TASK INSTRUCTIONS => Render every line of the items below as a JSON list of strings, one string per line, with blank lines omitted. Leave the pictures out.

····················

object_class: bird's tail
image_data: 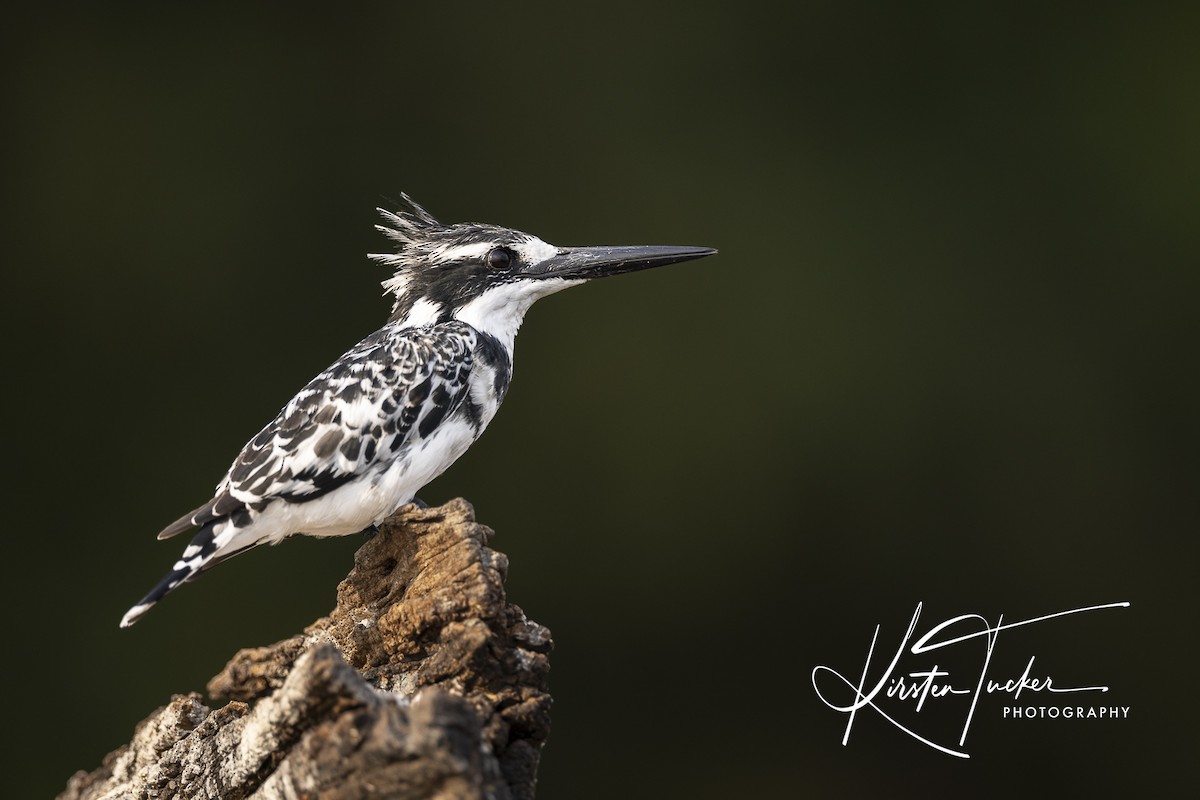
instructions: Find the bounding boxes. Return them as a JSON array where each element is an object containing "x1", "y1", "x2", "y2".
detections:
[{"x1": 121, "y1": 519, "x2": 259, "y2": 627}]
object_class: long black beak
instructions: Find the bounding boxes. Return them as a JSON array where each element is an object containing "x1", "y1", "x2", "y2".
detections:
[{"x1": 529, "y1": 246, "x2": 716, "y2": 279}]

····················

OUTPUT OF THE TASK =>
[
  "object_class: bird's tail",
  "image_data: ",
  "instructions: Find the bounding boxes. Return them as a JSON array where each element is an object containing \"x1\", \"y1\", \"x2\", \"y2\".",
  "detections:",
  "[{\"x1\": 121, \"y1\": 519, \"x2\": 259, \"y2\": 627}]",
  "object_class: long black beak",
  "instructions: Find the bounding boxes. Return them as a JSON array where each element is an object containing \"x1\", \"y1\", \"x2\", \"y2\".",
  "detections:",
  "[{\"x1\": 529, \"y1\": 246, \"x2\": 716, \"y2\": 279}]"
]